> Задания
A. Перечислите все географические названия, которые встречаются в тексте о Пушкине и Воронцове ниже, в порядке их первого упоминания.
B. Продолжите текст о Пушкине и Воронцове, начав сразу после последней показанной строки.

> Предоставленный текст
________

Ещё два слова об Мидасе:
Он не хранил в своём запасе
Глубоких замыслов и дум;
Имел он не блестящий ум,
Душой не слишком был отважен;
Зато был сух, учтив и важен.
Льстецы героя моего,
Не зная, как хвалить его,
Провозгласить решились тонким…
До какой степени доходила у Пушкина эта неприязнь видно из этой эпиграммы на Воронцова, написанной позднее (в 1825-1827 годах) без всякого внешнего повода, так как их разделяла своими расстояниями целая Россия.
Эта эпиграмма, хотя и не закончена, полностью подписана Пушкиным. Ни по форме, ни по содержанию она не представляет никакой ценности; особенно нелепа фраза: «ползком прополз в известный чин» – в роде Молчалина. Воронцов проходил в «известный чин» всегда с высоко поднятой головой, и Пушкин это отлично знал.
Все четыре эпиграммы явились плодами неукротимой злобы Пушкина против Воронцова.
Но чем же эта злоба была вызвана?
"Пушкин, оскорблённый аристократическим высокомерием Воронцова, стал его ругать в ресторанах и на купанье, а потом писать на него эпиграммы. Если уж называть вещи своими именами, то это были не эпиграммы, а пасквили, то есть злобные клеветнические выпады. Воронцову, конечно, незамедлительно доносили, как Пушкин поносит его имя. Тот своего возмущения Пушкину не высказывал, а окончательно отстранил его от себя и написал Нессельроде о желательности его удаления из Одессы. При этом, как видно из приведенных писем, Воронцов никак Пушкина не оговорил, не упомянув даже того, что он дискредитирует его в глазах общества как начальника края!".
(Ю.А. Коробьин,"Пушкин и Воронцов"( 1962 г.),
http://www.domarchive.ru/reading-room/korobin_art/4281
"Как хорошо всем известно, Пушкин во время пребывания в Одессе крупно поссорился с начальником края М. С. Воронцовым. На
основании докладного письма Воронцова к гр. Нессельроде было
приказано «исключить его из списков чиновников Министерства
иностранных дел за дурное поведение». Александр I нашел необходимым «удалить его в имение родителей, в Псковскую губернию, под
надзор местного начальства».
Это был страшный удар, фактически ломавший всю жизнь поэта. -
Из свободного человека он превращался в ссыльного, опального отщепенца".
(М. Г. Альтшуллер, "Еще раз о ссоре Пушкина с Воронцовым",
http://lib.pushkinskijdom.ru/LinkClick.aspx?fileticket=B-
ZHGYlWEgg&tabid=10358 )

________

> Исходные данные
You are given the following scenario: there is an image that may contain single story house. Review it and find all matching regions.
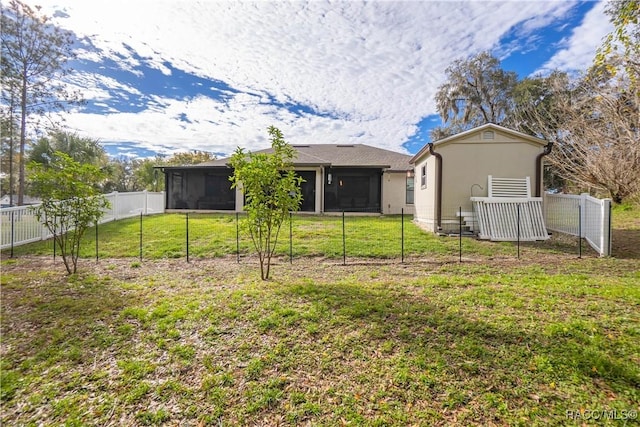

________

> Ответы по заданиям
A. Россия, Одесса, Псковская губерния.

B.
СЛОВО ТОГДАШНЕМУ 24-ЛЕТНЕМУ Александру ПУШКИНУ:
1. 25 августа 1823 года Пушкин пишет из Одессы брату своему Льву: «Здоровье моё давно требовало морских ванн; я насилу уломал Инзова, чтобы он отпустил меня в Одессу, – я оставил мою Молдавию и явился в Европу.
Между тем приезжает Воронцов, принимает меня очень ласково, объясняет мне, что я перехожу под его начальство, что остаюсь в Одессе…».
2. Не удивительно, что несколько месяцев спустя, Пушкин стал чувствовать себя у Воронцова неуютно. Ведь «бес арабский», как звали его друзья, был строптив и непокорен. И не случайно тот же Тургенев боялся, что в Одессе поэт не «остепенится», а «захлебнётся».
Пушкин писал А.И.Тургеневу: « Он (Воронцов) видел во мне коллежского секретаря, а я, признаюсь, думаю о себе что-то другое»…
Поэт не стал писать стишки на графские маскарады и личную гордость ясно высказал губернатору.
В письме к А.А.Бестужеву в 1825 году он вспоминал о старинном дворянском роде Пушкиных так:
«Наши таланты благородны, независимы. С Державиным умолк голос лести. У нас писатели взяты из высшего класса общества – аристократическая гордость сливается у них с авторским самолюбием; мы не хотим быть покровительствуемы равными. Вот чего подлец Воронцов не понимает. Он воображает, что русский поэт явится в его передней с посвящением или с одой, а тот является с требованием уважения как шестисотлетний дворянин – дьявольская разница»
СЛОВО ДРУЗЬЯМ А.С.ПУШКИНА (Ю.А. Коробьин,"Пушкин и Воронцов"( 1962 г.),
http://www.domarchive.ru/reading-room/korobin_art/4281 :
!. К 1824 году как не развился ещё пушкинский поэтический гений, так и не отстоялся ещё его характер. Друзья Пушкина А.И. Тургенев и П.А. Вяземский советовали ему угомониться и перестать выкидывать свои лицейские штучки и остроумно называли его «бес арабский». Декабрист Басаргин, встречавший Пушкина в Одессе, пишет о нём в своих воспоминаниях: «…как человек он мне не понравился: какое-то бреттёрство, suffisance (самонадеянность) и желание уколоть, осмеять других».
2. 13 июня 1824 года.
В.Ф.Вяземская пишет из Одессы мужу в Москву:
«Ничего хорошего не могу сказать тебе о племяннике Василия Львовича. Это совершенно сумасшедшая голова, с которой никто не может совладать. Он натворил новых проказ, из-за которых подал в отставку.
Вся вина – с его стороны. Мне известно из хорошего источника, что отставки он не получит.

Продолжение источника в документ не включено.